→ **GIVEN TASK**
Lines from the one containing "tag=paving stone pattern" through the last line of the data are to be repeated word for word, both ends included.

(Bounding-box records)
━━━━━━━━━━━━━━━━

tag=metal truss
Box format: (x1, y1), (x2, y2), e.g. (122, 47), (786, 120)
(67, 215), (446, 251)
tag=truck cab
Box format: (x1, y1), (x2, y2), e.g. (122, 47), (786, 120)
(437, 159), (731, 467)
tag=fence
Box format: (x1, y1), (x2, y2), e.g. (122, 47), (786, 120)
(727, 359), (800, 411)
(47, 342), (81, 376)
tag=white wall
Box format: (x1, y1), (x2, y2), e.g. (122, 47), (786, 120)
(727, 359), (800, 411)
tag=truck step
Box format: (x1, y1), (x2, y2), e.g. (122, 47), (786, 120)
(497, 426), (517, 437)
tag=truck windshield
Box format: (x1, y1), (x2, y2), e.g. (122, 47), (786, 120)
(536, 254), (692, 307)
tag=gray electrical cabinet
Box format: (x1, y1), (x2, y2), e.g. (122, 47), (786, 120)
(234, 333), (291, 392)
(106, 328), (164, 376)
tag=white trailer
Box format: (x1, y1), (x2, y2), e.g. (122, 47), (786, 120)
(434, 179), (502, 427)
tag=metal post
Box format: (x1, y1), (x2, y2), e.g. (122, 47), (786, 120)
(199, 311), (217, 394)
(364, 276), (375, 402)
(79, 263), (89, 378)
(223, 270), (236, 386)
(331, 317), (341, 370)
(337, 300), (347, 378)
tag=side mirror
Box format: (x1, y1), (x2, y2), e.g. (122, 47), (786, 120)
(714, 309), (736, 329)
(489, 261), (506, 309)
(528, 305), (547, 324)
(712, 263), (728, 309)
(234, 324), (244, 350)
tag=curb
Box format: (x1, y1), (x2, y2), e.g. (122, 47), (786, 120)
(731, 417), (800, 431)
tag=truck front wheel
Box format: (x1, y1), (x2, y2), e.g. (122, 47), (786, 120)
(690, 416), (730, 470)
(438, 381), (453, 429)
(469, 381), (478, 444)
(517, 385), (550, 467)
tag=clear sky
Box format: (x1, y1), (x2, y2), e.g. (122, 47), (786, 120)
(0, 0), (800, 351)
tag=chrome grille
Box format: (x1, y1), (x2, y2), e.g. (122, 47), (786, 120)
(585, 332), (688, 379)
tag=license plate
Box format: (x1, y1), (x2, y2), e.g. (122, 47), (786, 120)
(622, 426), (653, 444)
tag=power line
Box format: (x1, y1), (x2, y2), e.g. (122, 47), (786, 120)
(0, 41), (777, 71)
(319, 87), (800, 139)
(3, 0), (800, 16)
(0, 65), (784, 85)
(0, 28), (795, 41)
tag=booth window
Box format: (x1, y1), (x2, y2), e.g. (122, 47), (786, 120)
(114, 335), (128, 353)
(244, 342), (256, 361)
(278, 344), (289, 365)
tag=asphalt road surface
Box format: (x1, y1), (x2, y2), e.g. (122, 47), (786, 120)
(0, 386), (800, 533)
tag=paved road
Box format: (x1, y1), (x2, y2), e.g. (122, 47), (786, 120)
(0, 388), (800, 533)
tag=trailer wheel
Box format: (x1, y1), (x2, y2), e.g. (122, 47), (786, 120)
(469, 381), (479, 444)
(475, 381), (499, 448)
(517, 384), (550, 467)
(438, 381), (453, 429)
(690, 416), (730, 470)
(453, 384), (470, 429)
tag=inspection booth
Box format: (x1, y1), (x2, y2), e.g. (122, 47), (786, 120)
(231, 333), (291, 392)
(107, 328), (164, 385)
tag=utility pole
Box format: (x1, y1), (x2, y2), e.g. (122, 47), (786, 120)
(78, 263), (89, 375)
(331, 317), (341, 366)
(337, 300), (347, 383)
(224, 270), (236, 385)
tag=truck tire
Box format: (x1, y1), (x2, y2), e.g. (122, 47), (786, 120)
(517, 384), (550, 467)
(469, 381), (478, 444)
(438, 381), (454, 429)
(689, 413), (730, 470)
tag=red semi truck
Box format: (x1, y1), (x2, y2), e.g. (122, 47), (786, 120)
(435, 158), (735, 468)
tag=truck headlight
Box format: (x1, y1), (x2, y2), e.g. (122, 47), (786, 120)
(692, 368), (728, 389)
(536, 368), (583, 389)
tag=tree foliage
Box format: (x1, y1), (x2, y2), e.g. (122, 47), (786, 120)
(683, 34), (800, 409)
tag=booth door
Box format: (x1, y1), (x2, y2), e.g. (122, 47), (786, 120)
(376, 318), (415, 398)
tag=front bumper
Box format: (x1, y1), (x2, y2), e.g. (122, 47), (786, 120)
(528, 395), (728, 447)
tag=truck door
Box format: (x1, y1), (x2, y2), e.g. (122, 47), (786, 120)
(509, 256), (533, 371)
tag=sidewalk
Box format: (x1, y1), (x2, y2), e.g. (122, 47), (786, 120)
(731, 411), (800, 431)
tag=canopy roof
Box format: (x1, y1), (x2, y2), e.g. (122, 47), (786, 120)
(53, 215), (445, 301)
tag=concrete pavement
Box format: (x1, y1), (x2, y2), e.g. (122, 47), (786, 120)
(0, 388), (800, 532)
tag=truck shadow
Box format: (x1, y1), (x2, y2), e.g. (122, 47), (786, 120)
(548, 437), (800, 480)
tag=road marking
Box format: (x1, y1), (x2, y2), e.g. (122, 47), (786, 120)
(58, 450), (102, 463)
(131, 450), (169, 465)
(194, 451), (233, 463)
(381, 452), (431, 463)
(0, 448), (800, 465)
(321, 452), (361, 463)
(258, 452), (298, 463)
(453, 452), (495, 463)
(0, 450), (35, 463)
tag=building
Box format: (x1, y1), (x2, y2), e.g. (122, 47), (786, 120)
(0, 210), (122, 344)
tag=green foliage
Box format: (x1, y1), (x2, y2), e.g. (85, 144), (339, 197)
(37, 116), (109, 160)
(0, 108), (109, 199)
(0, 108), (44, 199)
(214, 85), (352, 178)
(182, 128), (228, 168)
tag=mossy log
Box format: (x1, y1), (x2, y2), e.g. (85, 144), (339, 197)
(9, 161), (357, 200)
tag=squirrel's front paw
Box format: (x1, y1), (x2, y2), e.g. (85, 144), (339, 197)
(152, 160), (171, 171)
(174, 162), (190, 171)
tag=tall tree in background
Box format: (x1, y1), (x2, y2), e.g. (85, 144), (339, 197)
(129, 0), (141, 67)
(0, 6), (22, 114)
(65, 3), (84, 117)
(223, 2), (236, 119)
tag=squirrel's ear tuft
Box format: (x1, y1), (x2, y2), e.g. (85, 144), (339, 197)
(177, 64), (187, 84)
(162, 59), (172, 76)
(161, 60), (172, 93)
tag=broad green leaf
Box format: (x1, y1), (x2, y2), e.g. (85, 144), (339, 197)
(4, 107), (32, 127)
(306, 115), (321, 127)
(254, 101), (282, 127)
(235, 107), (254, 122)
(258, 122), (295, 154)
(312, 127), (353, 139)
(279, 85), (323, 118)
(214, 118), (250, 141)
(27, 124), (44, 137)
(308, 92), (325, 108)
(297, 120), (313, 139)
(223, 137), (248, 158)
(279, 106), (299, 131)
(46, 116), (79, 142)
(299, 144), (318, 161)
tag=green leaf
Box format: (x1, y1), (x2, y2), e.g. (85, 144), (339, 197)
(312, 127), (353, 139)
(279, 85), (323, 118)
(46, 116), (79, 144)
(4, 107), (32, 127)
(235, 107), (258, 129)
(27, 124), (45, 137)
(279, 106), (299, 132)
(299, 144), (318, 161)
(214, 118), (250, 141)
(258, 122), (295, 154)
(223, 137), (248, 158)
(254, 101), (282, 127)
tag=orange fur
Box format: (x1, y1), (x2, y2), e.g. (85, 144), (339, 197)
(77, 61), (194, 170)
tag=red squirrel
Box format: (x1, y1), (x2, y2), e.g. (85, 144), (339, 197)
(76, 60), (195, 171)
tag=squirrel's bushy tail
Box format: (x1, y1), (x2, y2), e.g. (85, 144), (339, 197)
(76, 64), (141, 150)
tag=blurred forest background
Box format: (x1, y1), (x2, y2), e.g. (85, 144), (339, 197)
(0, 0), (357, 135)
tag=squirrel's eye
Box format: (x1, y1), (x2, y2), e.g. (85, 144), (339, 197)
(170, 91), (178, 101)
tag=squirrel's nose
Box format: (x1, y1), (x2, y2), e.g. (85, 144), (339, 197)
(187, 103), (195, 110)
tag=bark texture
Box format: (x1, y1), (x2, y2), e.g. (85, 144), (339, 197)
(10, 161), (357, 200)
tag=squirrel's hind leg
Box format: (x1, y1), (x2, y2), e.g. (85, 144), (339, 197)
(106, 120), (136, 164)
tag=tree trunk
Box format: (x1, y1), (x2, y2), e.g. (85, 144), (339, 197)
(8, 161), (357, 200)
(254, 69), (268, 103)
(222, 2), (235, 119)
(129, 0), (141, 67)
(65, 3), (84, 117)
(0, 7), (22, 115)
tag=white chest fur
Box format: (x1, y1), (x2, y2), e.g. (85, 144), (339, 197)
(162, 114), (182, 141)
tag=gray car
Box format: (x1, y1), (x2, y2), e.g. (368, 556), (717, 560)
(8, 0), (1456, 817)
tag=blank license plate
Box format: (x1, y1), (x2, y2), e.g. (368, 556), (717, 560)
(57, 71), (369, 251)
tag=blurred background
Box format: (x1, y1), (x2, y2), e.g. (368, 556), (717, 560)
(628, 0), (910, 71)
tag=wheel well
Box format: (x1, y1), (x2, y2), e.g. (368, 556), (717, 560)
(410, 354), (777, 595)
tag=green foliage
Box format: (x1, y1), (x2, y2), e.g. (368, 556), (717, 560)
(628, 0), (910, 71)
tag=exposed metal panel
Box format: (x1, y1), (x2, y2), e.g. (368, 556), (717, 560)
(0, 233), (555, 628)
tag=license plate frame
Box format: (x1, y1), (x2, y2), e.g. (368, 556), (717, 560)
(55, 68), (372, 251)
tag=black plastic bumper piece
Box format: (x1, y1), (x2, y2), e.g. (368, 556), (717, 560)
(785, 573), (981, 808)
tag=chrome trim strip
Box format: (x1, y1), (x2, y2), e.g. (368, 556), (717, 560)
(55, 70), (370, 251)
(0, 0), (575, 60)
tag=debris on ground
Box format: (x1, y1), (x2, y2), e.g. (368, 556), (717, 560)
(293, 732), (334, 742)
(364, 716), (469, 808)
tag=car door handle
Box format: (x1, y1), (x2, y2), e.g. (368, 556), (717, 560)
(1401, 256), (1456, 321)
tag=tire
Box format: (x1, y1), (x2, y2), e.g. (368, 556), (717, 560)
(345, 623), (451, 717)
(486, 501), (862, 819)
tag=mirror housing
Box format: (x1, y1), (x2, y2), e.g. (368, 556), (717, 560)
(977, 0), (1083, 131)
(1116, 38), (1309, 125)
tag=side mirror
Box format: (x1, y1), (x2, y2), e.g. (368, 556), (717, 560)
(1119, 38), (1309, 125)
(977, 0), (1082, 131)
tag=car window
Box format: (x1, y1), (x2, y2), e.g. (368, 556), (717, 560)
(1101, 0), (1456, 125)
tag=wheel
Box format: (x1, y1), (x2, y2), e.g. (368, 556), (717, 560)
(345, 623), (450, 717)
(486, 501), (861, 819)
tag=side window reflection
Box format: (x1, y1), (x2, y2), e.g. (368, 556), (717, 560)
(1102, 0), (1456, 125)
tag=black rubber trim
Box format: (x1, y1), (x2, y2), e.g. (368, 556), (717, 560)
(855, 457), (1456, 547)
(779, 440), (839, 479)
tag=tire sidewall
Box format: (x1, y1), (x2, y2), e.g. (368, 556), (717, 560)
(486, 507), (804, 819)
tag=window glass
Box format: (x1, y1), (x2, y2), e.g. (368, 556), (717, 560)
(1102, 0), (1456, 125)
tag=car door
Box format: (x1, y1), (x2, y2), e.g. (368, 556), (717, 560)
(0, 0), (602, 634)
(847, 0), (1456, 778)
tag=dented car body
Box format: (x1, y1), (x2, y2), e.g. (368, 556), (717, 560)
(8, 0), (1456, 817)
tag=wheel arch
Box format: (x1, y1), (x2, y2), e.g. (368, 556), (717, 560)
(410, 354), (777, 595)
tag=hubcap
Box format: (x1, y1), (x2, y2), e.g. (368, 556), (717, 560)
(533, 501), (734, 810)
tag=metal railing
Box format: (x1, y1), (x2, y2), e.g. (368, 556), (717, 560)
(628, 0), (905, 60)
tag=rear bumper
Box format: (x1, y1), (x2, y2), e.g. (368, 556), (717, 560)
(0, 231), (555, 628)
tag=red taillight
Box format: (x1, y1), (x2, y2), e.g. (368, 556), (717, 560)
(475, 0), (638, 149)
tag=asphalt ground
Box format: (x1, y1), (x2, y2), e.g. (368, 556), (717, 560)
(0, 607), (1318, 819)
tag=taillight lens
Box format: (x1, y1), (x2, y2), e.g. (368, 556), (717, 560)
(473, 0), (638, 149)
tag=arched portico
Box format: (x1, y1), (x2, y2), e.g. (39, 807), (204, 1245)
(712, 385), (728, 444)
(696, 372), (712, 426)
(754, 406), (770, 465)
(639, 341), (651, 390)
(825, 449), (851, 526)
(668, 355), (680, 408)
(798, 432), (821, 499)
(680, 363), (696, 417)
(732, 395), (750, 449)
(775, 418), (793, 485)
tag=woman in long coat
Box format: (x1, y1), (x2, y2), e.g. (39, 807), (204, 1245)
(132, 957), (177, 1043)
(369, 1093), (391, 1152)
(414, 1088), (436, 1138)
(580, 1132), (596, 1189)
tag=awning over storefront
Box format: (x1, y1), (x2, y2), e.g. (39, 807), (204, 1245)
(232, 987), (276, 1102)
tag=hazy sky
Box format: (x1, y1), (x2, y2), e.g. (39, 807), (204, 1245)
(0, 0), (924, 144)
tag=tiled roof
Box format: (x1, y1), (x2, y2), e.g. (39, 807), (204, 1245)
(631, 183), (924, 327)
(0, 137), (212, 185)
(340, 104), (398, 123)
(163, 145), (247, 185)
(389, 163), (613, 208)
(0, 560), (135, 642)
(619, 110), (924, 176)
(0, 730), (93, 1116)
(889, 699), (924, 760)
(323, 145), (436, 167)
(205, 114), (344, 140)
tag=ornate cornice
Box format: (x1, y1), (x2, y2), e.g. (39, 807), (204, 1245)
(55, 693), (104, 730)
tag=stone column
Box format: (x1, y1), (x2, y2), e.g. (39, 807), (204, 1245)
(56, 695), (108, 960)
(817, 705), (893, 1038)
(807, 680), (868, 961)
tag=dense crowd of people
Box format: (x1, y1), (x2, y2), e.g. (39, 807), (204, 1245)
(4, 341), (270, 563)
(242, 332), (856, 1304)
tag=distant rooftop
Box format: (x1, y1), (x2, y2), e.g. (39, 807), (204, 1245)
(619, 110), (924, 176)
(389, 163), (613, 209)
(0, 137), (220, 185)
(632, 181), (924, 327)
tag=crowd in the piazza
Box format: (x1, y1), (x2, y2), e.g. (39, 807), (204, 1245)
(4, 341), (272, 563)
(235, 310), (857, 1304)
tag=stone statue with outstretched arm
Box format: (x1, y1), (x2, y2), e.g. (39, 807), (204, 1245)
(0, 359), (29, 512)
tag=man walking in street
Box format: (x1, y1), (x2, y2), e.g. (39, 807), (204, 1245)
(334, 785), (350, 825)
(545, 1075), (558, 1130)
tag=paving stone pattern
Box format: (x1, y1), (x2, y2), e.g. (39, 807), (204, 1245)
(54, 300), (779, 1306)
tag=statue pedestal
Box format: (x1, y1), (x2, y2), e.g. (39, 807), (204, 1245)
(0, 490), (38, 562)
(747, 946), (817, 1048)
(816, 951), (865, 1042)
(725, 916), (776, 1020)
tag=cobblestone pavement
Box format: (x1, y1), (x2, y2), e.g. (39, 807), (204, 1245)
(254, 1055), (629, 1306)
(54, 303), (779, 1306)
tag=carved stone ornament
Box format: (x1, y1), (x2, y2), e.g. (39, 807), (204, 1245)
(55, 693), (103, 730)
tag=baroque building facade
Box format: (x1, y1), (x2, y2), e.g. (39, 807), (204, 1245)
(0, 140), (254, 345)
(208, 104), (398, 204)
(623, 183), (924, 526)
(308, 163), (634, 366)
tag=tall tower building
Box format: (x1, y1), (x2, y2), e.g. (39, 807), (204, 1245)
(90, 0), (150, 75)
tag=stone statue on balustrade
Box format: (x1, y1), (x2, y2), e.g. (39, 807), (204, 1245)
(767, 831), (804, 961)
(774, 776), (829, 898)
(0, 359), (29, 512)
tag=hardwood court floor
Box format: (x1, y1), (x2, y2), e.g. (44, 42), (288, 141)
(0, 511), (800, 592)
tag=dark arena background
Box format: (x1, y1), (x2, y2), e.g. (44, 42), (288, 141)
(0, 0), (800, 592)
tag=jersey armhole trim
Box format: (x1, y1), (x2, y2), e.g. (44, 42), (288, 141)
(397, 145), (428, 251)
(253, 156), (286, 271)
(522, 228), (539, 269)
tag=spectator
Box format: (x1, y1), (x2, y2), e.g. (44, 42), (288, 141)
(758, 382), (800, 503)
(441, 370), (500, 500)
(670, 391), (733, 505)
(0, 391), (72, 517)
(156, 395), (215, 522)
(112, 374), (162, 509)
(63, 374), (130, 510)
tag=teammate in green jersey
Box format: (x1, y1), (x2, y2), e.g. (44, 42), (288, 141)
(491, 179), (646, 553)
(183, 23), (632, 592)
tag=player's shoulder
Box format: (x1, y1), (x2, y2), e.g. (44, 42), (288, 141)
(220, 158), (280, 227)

━━━━━━━━━━━━━━━━

→ **EXERCISE RESPONSE**
tag=paving stone pattern
Box format: (x1, y1), (x2, y2), e.g. (39, 807), (204, 1245)
(54, 300), (779, 1306)
tag=statue pedestal
Box format: (x1, y1), (x2, y2), e.g. (39, 807), (204, 1245)
(0, 490), (38, 562)
(747, 946), (817, 1048)
(816, 951), (865, 1042)
(725, 916), (776, 1020)
tag=cobblestone pavement
Box format: (x1, y1), (x2, y2), e.g. (39, 807), (204, 1245)
(254, 1055), (629, 1306)
(54, 303), (779, 1306)
tag=carved stone ornament
Box format: (x1, y1), (x2, y2), e.g. (39, 807), (204, 1245)
(55, 693), (103, 730)
tag=baroque building facade
Box format: (x1, y1), (x2, y2), e.g. (39, 807), (204, 1245)
(0, 140), (254, 345)
(208, 104), (398, 204)
(623, 183), (924, 526)
(308, 163), (634, 366)
tag=tall tower building
Box format: (x1, y1), (x2, y2), e.g. (39, 807), (204, 1245)
(90, 0), (150, 75)
tag=stone statue on balustrade
Box format: (x1, y1), (x2, y2), e.g. (39, 807), (204, 1245)
(767, 831), (804, 961)
(774, 776), (829, 898)
(0, 359), (29, 512)
tag=hardwood court floor
Box format: (x1, y1), (x2, y2), e.g. (44, 42), (288, 141)
(0, 511), (800, 592)
tag=dark arena background
Box format: (x1, y1), (x2, y2), e.g. (44, 42), (288, 141)
(0, 0), (800, 592)
tag=jersey armhole trim
Box format: (x1, y1), (x2, y2), e.g. (44, 42), (288, 141)
(397, 145), (428, 251)
(253, 156), (286, 271)
(522, 228), (539, 269)
tag=spectator
Box format: (x1, y1), (x2, y2), e.g. (44, 42), (288, 141)
(758, 382), (800, 503)
(441, 370), (500, 500)
(670, 391), (733, 505)
(0, 391), (72, 517)
(156, 395), (215, 522)
(112, 374), (162, 509)
(63, 374), (130, 510)
tag=teammate in green jersey
Box format: (x1, y1), (x2, y2), e.g. (44, 42), (288, 141)
(491, 179), (646, 553)
(183, 23), (632, 592)
tag=player's shoulder
Box format: (x1, y1), (x2, y2), e.g. (44, 42), (288, 141)
(220, 158), (280, 227)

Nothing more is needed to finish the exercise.